> **Required task**
Display every line of the data below that contains the word "jacket". Treat the match as case-sensitive.

Location annotation dataset excerpts:
_ _ _ _
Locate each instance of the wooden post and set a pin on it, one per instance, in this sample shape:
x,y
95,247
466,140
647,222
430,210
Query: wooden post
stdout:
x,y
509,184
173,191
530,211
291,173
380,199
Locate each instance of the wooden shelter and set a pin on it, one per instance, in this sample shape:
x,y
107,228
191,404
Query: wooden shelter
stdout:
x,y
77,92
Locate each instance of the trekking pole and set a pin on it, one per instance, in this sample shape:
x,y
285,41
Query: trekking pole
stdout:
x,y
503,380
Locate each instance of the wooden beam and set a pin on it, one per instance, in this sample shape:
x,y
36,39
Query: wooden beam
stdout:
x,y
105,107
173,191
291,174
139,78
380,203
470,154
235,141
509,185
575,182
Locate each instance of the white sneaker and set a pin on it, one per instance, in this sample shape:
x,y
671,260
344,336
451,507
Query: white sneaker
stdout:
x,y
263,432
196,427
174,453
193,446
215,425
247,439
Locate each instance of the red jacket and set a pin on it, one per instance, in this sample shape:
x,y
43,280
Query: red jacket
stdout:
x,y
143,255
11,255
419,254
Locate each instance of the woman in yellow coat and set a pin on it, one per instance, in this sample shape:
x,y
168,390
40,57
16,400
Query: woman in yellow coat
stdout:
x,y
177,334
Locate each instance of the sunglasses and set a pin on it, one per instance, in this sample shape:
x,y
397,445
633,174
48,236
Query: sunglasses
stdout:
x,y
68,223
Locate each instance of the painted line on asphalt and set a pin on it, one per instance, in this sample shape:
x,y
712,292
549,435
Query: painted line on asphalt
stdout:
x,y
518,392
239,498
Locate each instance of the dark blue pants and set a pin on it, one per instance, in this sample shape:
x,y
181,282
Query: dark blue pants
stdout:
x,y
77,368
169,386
_ _ _ _
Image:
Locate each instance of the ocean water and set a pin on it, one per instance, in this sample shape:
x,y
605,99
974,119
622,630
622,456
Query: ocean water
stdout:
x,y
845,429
_ _ _ _
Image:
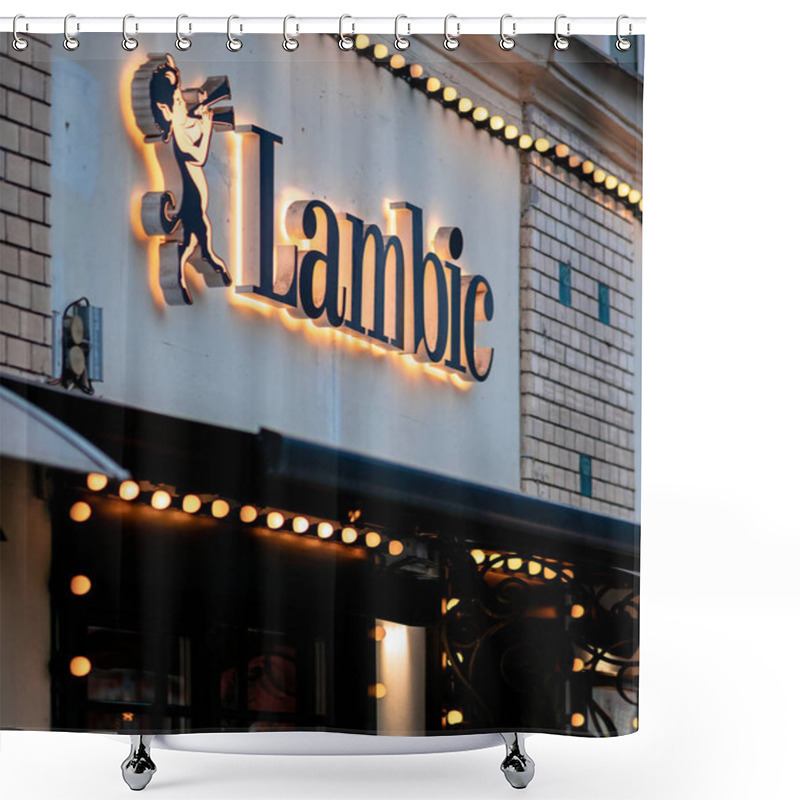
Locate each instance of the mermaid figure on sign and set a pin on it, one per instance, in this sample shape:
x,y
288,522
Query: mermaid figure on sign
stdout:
_ _ _ _
> **Reply to the exercise**
Locate each instance of the red jacket and set a pin on it, one per instance, in this sample shape:
Query: red jacket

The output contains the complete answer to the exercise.